§ Acciones requeridas
1. Reproduzca del texto sobre el P. John Ford todo lo que va desde "Yo le conocí" hasta "un gran amigo.".
2. Enumere todas las personas que el texto sobre el P. John Ford menciona con nombre y apellido.

§ Texto de origen
###
Comentadores

Este 10 de enero de 2020 tuvo lugar en la capilla de Notre Dame University la Misa de funeral del tan querido P. John Ford, de la Congregación Santa Cruz.

La noticia nos ha llenado de pena, aun teniendo la intuición de que goza ya del Cielo. Un hombre entregado completamente a su vocación como pastor y maestro, al servicio de Dios a través de cada persona que de alguna manera pasaba a su lado.

Yo le conocí a través de Katherine Tillman, profesora emérita de la Facultad de Artes Liberales de Notre Dame University. Yo había terminado mi tesis doctoral y para su publicación le pedí que la prologara. Declinó la invitación, pero me recomendó que escribiera a Fr. John Ford pues él había aprendido español para dar clases a los alumnos extranjeros de la Universidad de Washington, donde trabajó muchos años como profesor de Teología y Estudios Religiosos. Aunque finalmente el libro lo prologó quien fungió como mi director de la tesis, Dr. Mauricio Beochot, fue la ocasión gracias a la cual me encontré no sólo con un gran experto en John Henry Newman, lo que ha sido nuestro mutuo interés, sino un gran amigo.

Detrás de muchos de mis proyectos relacionados con Newman ha estado presente Fr. John Ford. A él le consultaba su conveniencia, me hacía sugerencias de bibliografía o de enfoque, e incluso me pedía que se los enviara. Amablemente leyó y revisó, de un día para otro, más de alguna de mis publicaciones, haciendo puntuales y oportunas sugerencias.
###
§ Información proporcionada
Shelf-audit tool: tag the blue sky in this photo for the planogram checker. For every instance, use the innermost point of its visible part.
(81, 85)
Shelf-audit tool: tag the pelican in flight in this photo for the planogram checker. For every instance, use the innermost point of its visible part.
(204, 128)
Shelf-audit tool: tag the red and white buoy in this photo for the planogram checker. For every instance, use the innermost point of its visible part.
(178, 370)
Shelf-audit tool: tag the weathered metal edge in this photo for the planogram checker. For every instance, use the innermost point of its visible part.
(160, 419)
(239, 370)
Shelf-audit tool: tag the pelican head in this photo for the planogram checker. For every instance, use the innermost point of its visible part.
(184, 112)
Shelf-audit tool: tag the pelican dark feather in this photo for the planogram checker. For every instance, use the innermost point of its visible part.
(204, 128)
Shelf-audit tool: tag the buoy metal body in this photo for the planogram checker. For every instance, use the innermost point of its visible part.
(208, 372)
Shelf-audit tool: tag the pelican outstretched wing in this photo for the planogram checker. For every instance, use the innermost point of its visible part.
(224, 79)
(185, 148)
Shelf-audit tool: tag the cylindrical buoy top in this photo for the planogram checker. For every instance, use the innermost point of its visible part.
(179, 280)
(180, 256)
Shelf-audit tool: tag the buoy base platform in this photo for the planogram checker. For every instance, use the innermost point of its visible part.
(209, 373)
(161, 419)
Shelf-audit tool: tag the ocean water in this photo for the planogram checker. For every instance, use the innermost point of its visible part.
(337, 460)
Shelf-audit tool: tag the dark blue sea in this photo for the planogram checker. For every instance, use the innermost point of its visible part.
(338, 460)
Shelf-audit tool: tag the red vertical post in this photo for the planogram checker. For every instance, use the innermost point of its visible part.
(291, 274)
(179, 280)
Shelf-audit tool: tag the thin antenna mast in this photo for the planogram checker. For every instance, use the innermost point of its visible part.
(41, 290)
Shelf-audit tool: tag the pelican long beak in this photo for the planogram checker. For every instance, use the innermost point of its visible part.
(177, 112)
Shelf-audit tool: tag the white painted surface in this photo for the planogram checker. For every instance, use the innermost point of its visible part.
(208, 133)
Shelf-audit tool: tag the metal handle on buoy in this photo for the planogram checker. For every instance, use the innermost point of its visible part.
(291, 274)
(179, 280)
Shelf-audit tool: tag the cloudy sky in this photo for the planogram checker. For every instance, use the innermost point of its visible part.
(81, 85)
###
§ Sus respuestas
1.
Yo le conocí a través de Katherine Tillman, profesora emérita de la Facultad de Artes Liberales de Notre Dame University. Yo había terminado mi tesis doctoral y para su publicación le pedí que la prologara. Declinó la invitación, pero me recomendó que escribiera a Fr. John Ford pues él había aprendido español para dar clases a los alumnos extranjeros de la Universidad de Washington, donde trabajó muchos años como profesor de Teología y Estudios Religiosos. Aunque finalmente el libro lo prologó quien fungió como mi director de la tesis, Dr. Mauricio Beochot, fue la ocasión gracias a la cual me encontré no sólo con un gran experto en John Henry Newman, lo que ha sido nuestro mutuo interés, sino un gran amigo.

2.
- John Ford
- Katherine Tillman
- Mauricio Beochot
- John Henry Newman